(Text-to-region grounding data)
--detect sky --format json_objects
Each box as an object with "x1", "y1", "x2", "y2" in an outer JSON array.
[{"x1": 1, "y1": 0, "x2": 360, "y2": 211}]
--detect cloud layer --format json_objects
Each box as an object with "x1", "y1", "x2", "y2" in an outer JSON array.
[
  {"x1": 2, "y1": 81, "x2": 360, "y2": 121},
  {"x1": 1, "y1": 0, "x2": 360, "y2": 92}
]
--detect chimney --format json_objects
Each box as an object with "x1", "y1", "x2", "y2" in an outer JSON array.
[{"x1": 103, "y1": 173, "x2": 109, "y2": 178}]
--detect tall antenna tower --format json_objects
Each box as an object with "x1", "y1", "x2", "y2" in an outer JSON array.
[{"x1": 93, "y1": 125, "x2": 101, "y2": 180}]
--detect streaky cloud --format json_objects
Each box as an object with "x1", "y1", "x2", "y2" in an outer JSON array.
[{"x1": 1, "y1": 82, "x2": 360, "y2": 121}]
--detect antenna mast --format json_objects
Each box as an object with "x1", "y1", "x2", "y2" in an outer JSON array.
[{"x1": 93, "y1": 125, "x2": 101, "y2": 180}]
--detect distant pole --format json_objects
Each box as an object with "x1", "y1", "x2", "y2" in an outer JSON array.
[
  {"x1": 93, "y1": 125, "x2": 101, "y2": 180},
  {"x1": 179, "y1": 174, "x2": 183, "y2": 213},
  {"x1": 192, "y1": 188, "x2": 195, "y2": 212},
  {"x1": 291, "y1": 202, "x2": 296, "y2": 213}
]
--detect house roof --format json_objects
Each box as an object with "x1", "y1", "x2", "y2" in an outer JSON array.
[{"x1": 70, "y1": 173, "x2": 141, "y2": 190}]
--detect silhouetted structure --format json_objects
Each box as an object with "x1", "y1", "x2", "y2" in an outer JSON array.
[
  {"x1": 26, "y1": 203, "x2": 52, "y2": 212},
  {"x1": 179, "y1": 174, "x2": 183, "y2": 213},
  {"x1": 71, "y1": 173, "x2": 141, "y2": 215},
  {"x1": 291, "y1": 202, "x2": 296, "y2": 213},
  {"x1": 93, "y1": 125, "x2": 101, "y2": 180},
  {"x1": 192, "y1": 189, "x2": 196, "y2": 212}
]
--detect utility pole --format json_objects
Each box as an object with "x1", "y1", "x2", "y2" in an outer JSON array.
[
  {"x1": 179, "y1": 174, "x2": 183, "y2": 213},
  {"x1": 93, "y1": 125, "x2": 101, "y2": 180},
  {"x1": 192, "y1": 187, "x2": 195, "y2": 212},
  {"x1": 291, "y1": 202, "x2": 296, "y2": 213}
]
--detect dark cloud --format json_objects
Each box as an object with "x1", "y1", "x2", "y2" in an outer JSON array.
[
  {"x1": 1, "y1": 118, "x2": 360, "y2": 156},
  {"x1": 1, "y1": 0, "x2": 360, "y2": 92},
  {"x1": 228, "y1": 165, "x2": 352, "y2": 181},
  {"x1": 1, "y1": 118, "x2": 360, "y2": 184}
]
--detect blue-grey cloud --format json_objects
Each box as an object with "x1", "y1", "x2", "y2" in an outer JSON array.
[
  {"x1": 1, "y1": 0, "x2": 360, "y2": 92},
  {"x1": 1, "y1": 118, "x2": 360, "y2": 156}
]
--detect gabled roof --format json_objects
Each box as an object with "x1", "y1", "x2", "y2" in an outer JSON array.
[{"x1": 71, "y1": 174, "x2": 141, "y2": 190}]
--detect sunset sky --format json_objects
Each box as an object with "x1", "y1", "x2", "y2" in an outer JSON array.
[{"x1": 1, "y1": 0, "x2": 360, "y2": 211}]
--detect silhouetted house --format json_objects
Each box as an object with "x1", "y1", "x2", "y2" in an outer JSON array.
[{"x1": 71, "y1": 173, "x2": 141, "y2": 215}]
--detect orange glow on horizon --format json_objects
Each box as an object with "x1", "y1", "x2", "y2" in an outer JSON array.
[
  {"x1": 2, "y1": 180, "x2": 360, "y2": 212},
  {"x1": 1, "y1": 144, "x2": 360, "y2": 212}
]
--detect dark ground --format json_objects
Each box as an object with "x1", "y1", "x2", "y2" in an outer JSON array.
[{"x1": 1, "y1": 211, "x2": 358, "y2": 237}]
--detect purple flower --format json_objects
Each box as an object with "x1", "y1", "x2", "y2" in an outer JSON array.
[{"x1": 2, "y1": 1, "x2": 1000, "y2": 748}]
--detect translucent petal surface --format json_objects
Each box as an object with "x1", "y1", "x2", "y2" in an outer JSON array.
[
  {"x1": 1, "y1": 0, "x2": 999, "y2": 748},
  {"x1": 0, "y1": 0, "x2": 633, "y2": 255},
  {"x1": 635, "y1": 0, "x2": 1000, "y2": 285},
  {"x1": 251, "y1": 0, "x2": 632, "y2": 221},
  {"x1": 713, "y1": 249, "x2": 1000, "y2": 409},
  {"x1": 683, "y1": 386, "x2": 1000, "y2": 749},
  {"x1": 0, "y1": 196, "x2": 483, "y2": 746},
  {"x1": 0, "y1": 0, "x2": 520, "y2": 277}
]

*Problem details*:
Give back exactly the lines from the first line of the records through the line holding "--detect chimney --format json_objects", including both of those lines and leaving out all others.

*Task answer*:
--detect sky --format json_objects
Each box as an object with "x1", "y1", "x2", "y2" in an outer JSON array.
[{"x1": 1, "y1": 0, "x2": 360, "y2": 211}]
--detect cloud layer --format json_objects
Each box as an object with "x1", "y1", "x2", "y2" in an outer JSON array.
[
  {"x1": 2, "y1": 81, "x2": 360, "y2": 121},
  {"x1": 1, "y1": 0, "x2": 360, "y2": 92}
]
--detect chimney --format json_objects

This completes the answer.